- **PROVIDED RECORDS**:
+ + + +
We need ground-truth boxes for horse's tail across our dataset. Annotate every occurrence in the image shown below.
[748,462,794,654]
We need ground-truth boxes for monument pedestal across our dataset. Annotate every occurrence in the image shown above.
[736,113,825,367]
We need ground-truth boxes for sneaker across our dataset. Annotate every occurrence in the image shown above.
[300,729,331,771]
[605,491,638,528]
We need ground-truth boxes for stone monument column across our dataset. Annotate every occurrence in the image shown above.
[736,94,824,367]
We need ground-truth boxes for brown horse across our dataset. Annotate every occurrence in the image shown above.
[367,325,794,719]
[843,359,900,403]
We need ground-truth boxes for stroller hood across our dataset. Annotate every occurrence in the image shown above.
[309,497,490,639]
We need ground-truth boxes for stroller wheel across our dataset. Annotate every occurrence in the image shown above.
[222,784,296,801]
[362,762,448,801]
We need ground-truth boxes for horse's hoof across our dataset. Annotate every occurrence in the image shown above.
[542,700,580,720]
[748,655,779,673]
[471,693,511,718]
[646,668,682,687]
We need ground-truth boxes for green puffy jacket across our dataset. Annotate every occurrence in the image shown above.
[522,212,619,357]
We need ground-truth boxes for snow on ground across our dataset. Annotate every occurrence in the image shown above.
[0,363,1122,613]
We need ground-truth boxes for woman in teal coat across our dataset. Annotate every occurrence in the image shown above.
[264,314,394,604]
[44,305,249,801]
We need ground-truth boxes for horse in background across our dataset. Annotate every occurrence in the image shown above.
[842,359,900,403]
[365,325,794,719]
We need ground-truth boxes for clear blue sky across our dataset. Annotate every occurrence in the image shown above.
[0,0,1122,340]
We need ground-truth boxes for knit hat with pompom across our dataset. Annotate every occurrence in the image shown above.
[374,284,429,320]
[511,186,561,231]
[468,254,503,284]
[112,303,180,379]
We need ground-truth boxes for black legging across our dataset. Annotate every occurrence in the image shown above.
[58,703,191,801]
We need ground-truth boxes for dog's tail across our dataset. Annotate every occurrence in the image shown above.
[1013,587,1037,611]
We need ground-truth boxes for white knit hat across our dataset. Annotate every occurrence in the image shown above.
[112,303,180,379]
+ + + +
- **WHAT YOU WILL DO**:
Reproduce every row above word for word, changing nothing.

- **RESULT OF THE TASK**:
We need ground-truth boxes for horse's tail across our dataset. Annotate every occurrence in the image shown below.
[748,462,794,654]
We need ground-truth boxes for monument pedestal across our dataset. Annotate every occurrence in the image shown above.
[736,113,825,367]
We need ground-truth boxes for sneaker across our dataset. Annotate every occurrence in the image shown above.
[300,729,331,771]
[605,491,638,528]
We need ground-truth boxes for stone monument column across our dataset. Annotate every occurrence in the image shown above.
[736,94,824,367]
We need ground-truth boxes for brown horse across our dataset. Annotate every occurrence in the image shown above.
[367,325,794,719]
[843,359,900,403]
We need ground-truth boxes for stroller hood across our dataset. Annotate every occurrence in the image shown above.
[309,497,490,639]
We need ground-truth boxes for stroller wheel across our dataset. Annotate every occurrence in the image shown above.
[222,784,296,801]
[362,762,448,801]
We need ground-truth boxes for horse's hoof across our dataset. Annotate every occurrence in the image shown above.
[542,700,580,720]
[748,655,779,673]
[471,693,511,718]
[646,668,682,687]
We need ground-truth boxes for green puffy jacket across our dataset. Annotate every occurrence in the image shown above.
[522,212,619,357]
We need ground-truth boxes for snow on ground across our dataset. Annotate every occurrence in the image shown above.
[0,363,1122,613]
We need ground-truth boxes for woman in teal coat across our dataset. Annotate every occurrence in the image shown above.
[264,314,394,604]
[44,305,249,801]
We need ground-truth boxes for horse in background across our dataset. Annotate every occurrence in the image shown above.
[842,359,900,403]
[365,325,794,719]
We need ground-truth boxes for clear blue sky across our dataset. Annotate every occurrence in the image shown above.
[0,0,1122,340]
We need ground-truth boxes for knit hat with pompom across our dataset. Annotate every occurrence in the image shown above.
[374,284,429,320]
[511,186,561,231]
[468,254,503,284]
[112,303,180,379]
We need ground-truth boxes for black legging across our dataset. Annotate every occurrence in the image shown above.
[58,703,191,801]
We need ground-truth boxes for dog's tail across our dataset. Annotate every occurrence in the image shown above.
[1013,587,1037,611]
We need ground-truth boxes for white knit hat across our dataset. Annotate every occurrence in the image shown above.
[112,303,180,379]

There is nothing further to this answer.